- _Task description_:
Every line from the start of the entries up to and including the one bearing "box: [8, 29, 257, 319]" must be printed verbatim, without the pictures.

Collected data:

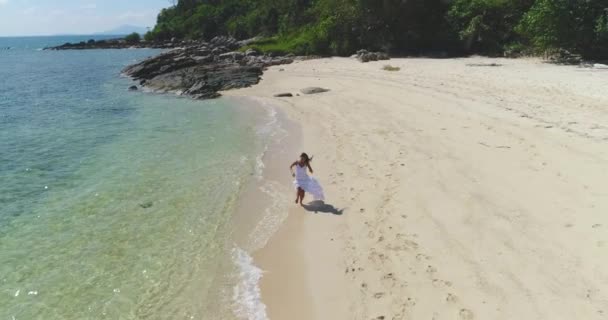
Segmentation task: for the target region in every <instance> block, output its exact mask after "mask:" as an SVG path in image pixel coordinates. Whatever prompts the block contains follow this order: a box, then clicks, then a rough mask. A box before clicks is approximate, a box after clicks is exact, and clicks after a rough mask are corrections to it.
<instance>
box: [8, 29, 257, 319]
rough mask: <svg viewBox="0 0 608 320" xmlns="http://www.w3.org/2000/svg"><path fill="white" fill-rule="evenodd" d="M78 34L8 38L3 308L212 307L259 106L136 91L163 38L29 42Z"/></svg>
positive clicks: (205, 311)
mask: <svg viewBox="0 0 608 320" xmlns="http://www.w3.org/2000/svg"><path fill="white" fill-rule="evenodd" d="M84 38H86V37H84ZM73 40H74V39H65V38H39V39H32V38H28V39H25V40H24V39H15V38H12V39H10V38H0V48H2V47H9V46H10V47H12V49H11V50H0V79H1V80H0V262H1V263H0V319H16V320H20V319H217V318H218V315H219V314H222V313H223V312H225V311H226V310H225V309H227V308H226V307H225V306H226V305H227V304H228V303H227V302H226V301H225V299H226V297H225V296H226V293H225V292H223V290H224V289H222V288H225V287H229V282H230V280H229V278H230V277H228V276H226V273H227V272H226V270H230V268H231V266H230V264H229V263H228V262H227V261H226V259H227V258H226V257H228V256H229V254H230V252H229V250H230V249H231V248H229V247H227V246H226V244H227V243H229V234H230V227H229V226H228V225H227V224H228V222H229V220H230V217H231V214H232V211H233V209H234V203H235V201H236V198H237V196H238V193H239V191H240V189H241V186H242V185H243V184H244V183H245V181H247V179H249V177H250V176H251V175H252V174H253V173H254V172H255V166H256V164H255V159H256V155H257V154H258V153H259V152H260V150H261V142H260V139H262V138H261V137H260V136H259V134H257V132H259V130H257V129H256V126H257V124H258V123H262V122H264V121H265V119H263V118H264V116H262V115H259V114H258V113H256V112H254V111H253V110H248V109H250V108H246V107H243V106H239V105H237V104H238V103H237V102H235V101H231V100H226V99H219V100H213V101H206V102H200V101H191V100H187V99H179V98H176V97H170V96H160V95H154V94H147V93H142V92H128V91H127V90H126V88H127V87H128V85H130V81H129V80H128V79H124V78H120V77H119V72H120V70H121V68H123V67H124V66H126V65H128V64H130V63H132V62H134V61H136V60H139V59H143V58H145V57H147V56H150V55H153V54H155V53H157V52H158V51H155V50H92V51H60V52H55V51H38V50H35V49H37V48H41V47H44V46H47V45H52V44H60V43H63V42H66V41H73ZM24 43H25V44H24ZM258 120H259V121H258ZM228 295H230V293H228ZM224 315H225V313H224ZM225 317H228V316H227V315H225V316H222V318H225Z"/></svg>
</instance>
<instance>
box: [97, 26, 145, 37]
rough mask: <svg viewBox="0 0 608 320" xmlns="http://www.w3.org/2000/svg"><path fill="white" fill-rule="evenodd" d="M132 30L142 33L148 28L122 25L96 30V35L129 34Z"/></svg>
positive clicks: (117, 34)
mask: <svg viewBox="0 0 608 320" xmlns="http://www.w3.org/2000/svg"><path fill="white" fill-rule="evenodd" d="M133 32H137V33H139V34H141V35H144V34H145V33H146V32H148V29H147V28H145V27H140V26H132V25H123V26H120V27H118V28H114V29H112V30H108V31H104V32H98V33H96V35H126V34H131V33H133Z"/></svg>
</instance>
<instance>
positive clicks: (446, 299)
mask: <svg viewBox="0 0 608 320" xmlns="http://www.w3.org/2000/svg"><path fill="white" fill-rule="evenodd" d="M445 301H447V302H452V303H453V302H456V301H458V297H456V296H455V295H453V294H451V293H448V296H447V297H445Z"/></svg>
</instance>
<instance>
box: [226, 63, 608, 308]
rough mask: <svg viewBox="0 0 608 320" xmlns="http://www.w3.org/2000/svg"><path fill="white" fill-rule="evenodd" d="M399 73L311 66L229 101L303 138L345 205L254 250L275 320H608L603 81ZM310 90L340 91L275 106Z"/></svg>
mask: <svg viewBox="0 0 608 320" xmlns="http://www.w3.org/2000/svg"><path fill="white" fill-rule="evenodd" d="M495 62H497V63H496V64H497V66H492V68H485V66H486V65H489V64H490V63H495ZM388 63H390V64H391V65H393V66H397V67H400V68H401V71H397V72H389V71H384V70H382V65H383V64H384V62H371V63H366V64H361V63H359V62H357V61H354V60H350V59H346V58H329V59H319V60H314V61H298V62H295V63H294V64H292V65H287V66H281V69H284V71H279V70H278V68H270V69H269V70H268V71H267V72H265V73H264V75H263V79H262V81H261V82H260V83H259V84H258V85H256V86H254V87H251V88H245V89H239V90H236V91H230V92H223V93H224V94H225V95H227V96H252V97H258V98H263V99H268V101H272V103H274V104H275V105H276V106H277V107H278V108H279V110H282V111H284V112H285V113H286V114H287V116H288V118H289V119H290V120H291V121H294V122H295V123H298V124H299V125H301V126H302V135H303V139H302V143H301V146H302V148H303V149H305V150H304V151H306V152H308V153H309V154H313V155H316V156H315V161H314V162H313V168H314V169H315V174H316V177H317V178H319V180H320V182H321V184H322V185H323V186H324V188H325V189H326V195H327V198H328V200H327V202H328V203H329V204H331V205H332V206H333V207H334V208H335V209H338V210H341V209H344V211H342V215H334V214H331V213H329V214H328V213H324V212H319V213H318V214H315V213H313V212H308V211H305V210H303V209H301V208H299V207H294V206H293V205H292V207H291V208H290V209H289V218H288V219H287V221H286V222H285V223H284V224H283V225H282V227H281V229H280V230H279V232H278V233H276V234H275V236H274V237H273V238H272V239H271V240H270V242H269V243H268V245H267V246H266V247H265V248H264V249H262V250H260V251H259V252H258V253H256V254H254V258H255V263H256V264H257V265H259V266H260V267H261V269H263V270H264V271H265V273H264V277H263V278H262V280H261V288H262V299H263V301H264V303H265V304H266V305H267V307H268V308H267V311H268V314H269V316H270V318H271V319H273V320H280V319H284V318H285V317H286V316H287V315H289V316H290V317H289V318H290V319H294V317H295V319H299V315H300V314H302V315H303V316H302V317H301V319H395V320H399V319H409V318H432V317H434V318H435V319H455V318H456V319H461V320H471V319H486V318H487V319H505V320H506V319H514V318H520V319H524V318H533V317H537V318H552V319H571V318H573V317H580V316H581V315H582V316H583V317H585V318H588V319H600V318H602V313H603V312H600V311H602V310H608V305H606V303H605V302H604V300H603V297H604V296H603V294H602V291H601V285H600V284H599V283H597V282H596V281H594V279H597V277H598V276H599V277H604V276H608V275H606V274H605V272H603V271H600V270H606V268H605V267H606V266H608V260H607V259H605V258H603V255H602V254H601V252H602V250H603V249H602V248H603V245H604V244H605V243H608V238H606V237H604V236H603V234H600V233H597V231H598V230H600V229H601V228H603V226H605V225H608V219H606V218H605V217H604V216H603V214H602V212H604V211H605V210H606V209H608V201H606V199H605V198H602V195H601V191H600V190H605V188H606V187H608V186H607V185H606V182H605V181H608V177H607V176H606V174H605V173H601V172H603V171H602V169H601V168H605V165H606V163H608V160H607V159H608V153H607V152H606V149H605V141H606V140H608V129H606V128H605V127H604V126H602V125H601V123H604V122H603V121H606V120H608V113H606V112H605V110H604V109H603V108H602V106H603V105H605V103H607V102H608V97H607V96H606V95H605V93H603V91H602V89H601V88H602V87H603V86H605V85H608V79H607V78H606V76H605V74H604V73H601V70H588V69H582V68H576V67H569V66H556V65H551V64H545V63H542V62H540V61H538V60H536V59H519V60H510V59H500V58H497V59H493V58H481V57H473V58H461V59H445V60H436V59H420V58H417V59H392V60H390V61H389V62H388ZM309 86H318V87H323V88H328V89H330V91H329V92H326V93H321V94H317V95H302V96H297V97H296V96H294V97H292V98H272V96H273V95H274V94H276V93H280V92H292V93H296V92H299V90H300V89H302V88H304V87H309ZM577 106H578V107H577ZM456 186H457V187H456ZM286 196H288V199H291V197H292V196H291V195H287V194H286ZM328 211H331V210H328ZM581 248H584V249H583V250H581ZM548 261H549V262H551V263H550V264H547V262H548ZM573 261H579V263H574V262H573ZM581 263H582V265H581ZM541 270H542V272H541ZM564 275H567V276H564ZM294 281H295V284H293V285H288V283H291V282H294ZM554 288H568V289H567V291H568V293H566V292H565V291H563V290H555V289H554ZM564 290H566V289H564ZM536 297H544V298H543V299H539V298H536Z"/></svg>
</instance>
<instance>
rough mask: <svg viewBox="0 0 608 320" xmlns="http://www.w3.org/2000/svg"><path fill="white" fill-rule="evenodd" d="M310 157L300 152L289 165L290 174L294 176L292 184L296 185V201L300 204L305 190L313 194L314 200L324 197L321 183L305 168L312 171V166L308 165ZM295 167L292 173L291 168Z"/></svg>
mask: <svg viewBox="0 0 608 320" xmlns="http://www.w3.org/2000/svg"><path fill="white" fill-rule="evenodd" d="M311 161H312V158H310V157H308V155H307V154H306V153H302V154H301V155H300V160H298V161H296V162H294V163H292V164H291V166H290V167H289V170H290V171H291V176H292V177H295V178H296V179H295V180H294V182H293V184H294V186H295V187H296V190H297V191H296V203H300V205H302V206H303V205H304V203H303V201H304V196H305V195H306V192H308V193H310V194H312V195H313V197H314V199H315V200H320V201H323V200H325V197H324V196H323V189H322V188H321V185H320V184H319V183H318V182H317V180H315V179H314V178H313V177H310V176H309V175H308V173H307V170H310V173H311V174H312V173H313V170H312V167H311V166H310V162H311ZM294 167H295V168H296V171H295V173H294V171H293V168H294Z"/></svg>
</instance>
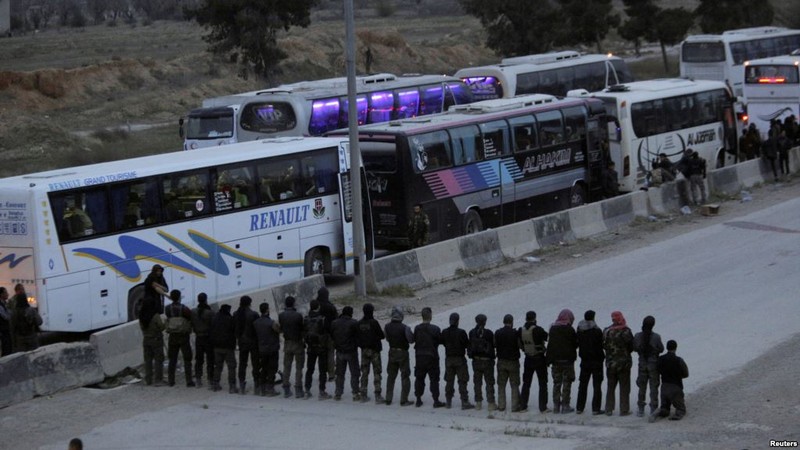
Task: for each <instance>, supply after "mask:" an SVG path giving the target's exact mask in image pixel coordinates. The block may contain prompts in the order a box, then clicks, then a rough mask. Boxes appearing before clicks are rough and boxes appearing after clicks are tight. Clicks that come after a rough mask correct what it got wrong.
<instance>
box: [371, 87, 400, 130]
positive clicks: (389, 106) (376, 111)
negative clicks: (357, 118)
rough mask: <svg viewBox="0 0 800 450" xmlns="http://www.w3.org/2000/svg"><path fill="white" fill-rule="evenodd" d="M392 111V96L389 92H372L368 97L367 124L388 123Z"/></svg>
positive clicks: (390, 118) (392, 100)
mask: <svg viewBox="0 0 800 450" xmlns="http://www.w3.org/2000/svg"><path fill="white" fill-rule="evenodd" d="M393 110H394V94H392V93H391V92H386V91H382V92H373V93H372V94H370V95H369V115H368V116H367V123H380V122H388V121H390V120H391V119H392V111H393Z"/></svg>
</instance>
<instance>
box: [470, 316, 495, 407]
mask: <svg viewBox="0 0 800 450" xmlns="http://www.w3.org/2000/svg"><path fill="white" fill-rule="evenodd" d="M467 355H468V356H469V357H470V358H472V375H473V382H472V384H473V387H474V388H475V409H477V410H480V409H481V408H482V407H483V388H482V387H481V386H482V384H483V383H484V382H485V383H486V401H487V402H489V405H488V407H489V411H494V410H496V409H497V403H496V401H495V396H494V359H495V354H494V333H493V332H492V330H489V329H487V328H486V315H484V314H478V315H477V316H475V328H473V329H472V330H470V332H469V350H468V351H467Z"/></svg>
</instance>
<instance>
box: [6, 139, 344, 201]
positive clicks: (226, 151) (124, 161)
mask: <svg viewBox="0 0 800 450" xmlns="http://www.w3.org/2000/svg"><path fill="white" fill-rule="evenodd" d="M340 142H342V139H331V138H304V137H283V138H272V139H262V140H258V141H250V142H243V143H238V144H231V145H230V146H228V147H226V151H224V152H221V151H219V148H217V147H208V148H203V149H198V150H195V151H193V152H192V154H191V157H190V158H187V154H186V153H185V152H175V153H163V154H159V155H153V156H143V157H139V158H132V159H123V160H118V161H109V162H103V163H97V164H90V165H85V166H76V167H68V168H63V169H54V170H49V171H45V172H38V173H32V174H26V175H18V176H14V177H8V178H3V179H0V190H3V189H35V190H44V191H56V190H64V189H72V188H78V187H85V186H89V185H92V184H105V183H114V182H117V181H129V180H132V179H136V178H142V177H146V176H151V175H158V174H162V173H172V172H181V171H188V170H192V169H195V168H200V167H210V166H221V165H225V164H229V163H235V162H238V161H249V160H256V159H260V158H263V157H264V156H266V155H269V156H280V155H287V154H293V153H298V152H303V151H307V150H314V149H317V148H329V147H331V146H338V145H339V143H340Z"/></svg>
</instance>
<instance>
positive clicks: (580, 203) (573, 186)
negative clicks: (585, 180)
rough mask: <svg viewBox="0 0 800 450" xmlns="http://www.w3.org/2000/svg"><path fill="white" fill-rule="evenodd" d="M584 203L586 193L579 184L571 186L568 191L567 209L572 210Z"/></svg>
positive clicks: (581, 186)
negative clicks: (577, 206)
mask: <svg viewBox="0 0 800 450" xmlns="http://www.w3.org/2000/svg"><path fill="white" fill-rule="evenodd" d="M584 203H586V191H584V190H583V186H581V185H580V184H576V185H574V186H572V189H570V191H569V207H570V208H574V207H576V206H581V205H583V204H584Z"/></svg>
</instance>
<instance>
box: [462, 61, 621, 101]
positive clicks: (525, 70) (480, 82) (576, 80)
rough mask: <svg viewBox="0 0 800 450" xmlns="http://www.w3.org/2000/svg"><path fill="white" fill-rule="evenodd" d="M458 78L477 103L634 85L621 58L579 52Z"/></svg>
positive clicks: (469, 72)
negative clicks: (629, 82) (628, 83)
mask: <svg viewBox="0 0 800 450" xmlns="http://www.w3.org/2000/svg"><path fill="white" fill-rule="evenodd" d="M455 76H456V77H458V78H461V79H462V80H464V82H465V83H467V86H469V88H470V90H471V91H472V95H473V97H474V99H475V101H479V100H491V99H496V98H512V97H516V96H517V95H525V94H550V95H556V96H560V97H563V96H565V95H567V92H569V91H571V90H573V89H586V90H587V91H589V92H595V91H600V90H603V89H605V88H607V87H608V86H611V85H614V84H620V83H629V82H631V81H633V77H632V76H631V73H630V70H628V66H627V65H626V64H625V61H624V60H623V59H622V58H620V57H617V56H612V55H610V54H609V55H582V54H580V53H578V52H576V51H563V52H554V53H544V54H540V55H528V56H519V57H515V58H506V59H503V60H502V62H501V63H500V64H495V65H490V66H482V67H467V68H464V69H461V70H459V71H458V72H456V73H455Z"/></svg>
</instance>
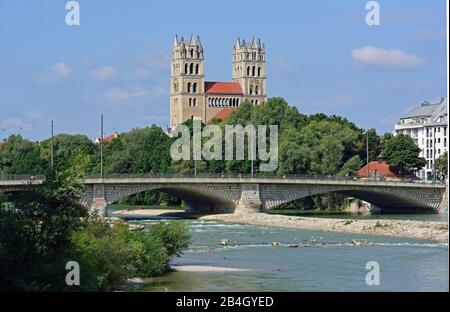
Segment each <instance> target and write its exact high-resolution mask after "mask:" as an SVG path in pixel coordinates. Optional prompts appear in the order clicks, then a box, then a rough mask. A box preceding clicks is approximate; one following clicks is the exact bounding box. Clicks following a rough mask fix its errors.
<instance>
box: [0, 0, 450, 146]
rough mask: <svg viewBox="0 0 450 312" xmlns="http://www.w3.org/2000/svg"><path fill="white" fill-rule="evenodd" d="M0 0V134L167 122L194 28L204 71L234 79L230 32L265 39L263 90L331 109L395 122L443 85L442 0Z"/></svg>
mask: <svg viewBox="0 0 450 312" xmlns="http://www.w3.org/2000/svg"><path fill="white" fill-rule="evenodd" d="M66 2H67V1H60V0H47V1H44V0H41V1H25V0H0V140H1V139H4V138H5V137H7V136H8V135H10V134H12V133H20V134H22V135H23V136H25V137H27V138H29V139H32V140H40V139H43V138H46V137H48V135H49V124H50V120H51V119H54V121H55V132H56V133H63V132H64V133H83V134H86V135H88V136H89V137H91V138H94V137H95V136H98V133H99V120H100V114H101V113H104V115H105V132H106V133H107V134H108V133H110V132H112V131H127V130H129V129H131V128H133V127H144V126H147V125H150V124H152V123H155V124H157V125H160V126H162V127H164V128H165V127H166V126H167V125H168V123H169V104H168V94H169V93H168V92H169V91H168V89H169V69H170V68H169V62H170V49H171V44H172V42H173V37H174V35H175V34H179V35H184V36H185V37H189V36H190V34H191V33H193V34H199V35H200V38H201V40H202V43H203V46H204V49H205V70H206V80H211V81H229V80H231V50H232V47H233V44H234V42H235V41H236V38H237V37H238V36H240V37H241V38H247V40H249V39H251V38H252V37H253V36H256V37H260V38H261V39H262V41H263V42H264V43H265V45H266V57H267V92H268V95H269V96H282V97H284V98H285V99H286V100H287V101H288V102H289V104H291V105H295V106H297V107H298V109H299V110H300V111H301V112H303V113H307V114H311V113H316V112H324V113H326V114H338V115H342V116H345V117H347V118H348V119H350V120H351V121H354V122H355V123H356V124H357V125H358V126H360V127H362V128H369V127H370V128H372V127H373V128H376V129H377V130H378V131H379V132H380V133H384V132H386V131H389V132H390V131H392V129H393V126H394V124H395V122H396V121H397V120H398V118H399V117H400V116H402V115H403V114H404V113H405V112H406V111H407V110H408V109H409V108H411V107H412V106H415V105H418V104H420V103H421V102H422V101H424V100H430V101H434V100H437V99H438V98H439V97H440V96H446V94H447V89H446V86H447V81H446V79H447V78H446V77H447V75H446V68H447V63H446V61H447V59H446V32H445V29H446V27H445V23H446V21H445V1H443V0H435V1H378V2H379V4H380V7H381V12H380V13H381V25H380V26H368V25H367V24H366V23H365V15H366V13H367V11H366V10H365V5H366V2H367V1H359V0H352V1H331V0H330V1H324V0H322V1H297V0H295V1H294V0H293V1H262V0H259V1H253V0H249V1H237V0H231V1H230V0H229V1H201V0H199V1H177V0H172V1H164V2H163V1H158V2H157V1H137V0H135V1H122V0H118V1H106V0H95V1H92V0H90V1H87V0H80V1H78V2H79V4H80V26H68V25H66V23H65V16H66V14H67V11H66V10H65V4H66Z"/></svg>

- _Exercise solution_:
Segmentation task: for the target region in every <instance> block, output its exact mask after "mask:" as an SVG path in image pixel coordinates. Whatever prompts the block contains follow this order: a box, then clicks, then a rough mask. A box before clicks is approximate, a box after clicks is exact, and clicks after a rough mask are corrections to it.
<instance>
box: [8, 29, 257, 319]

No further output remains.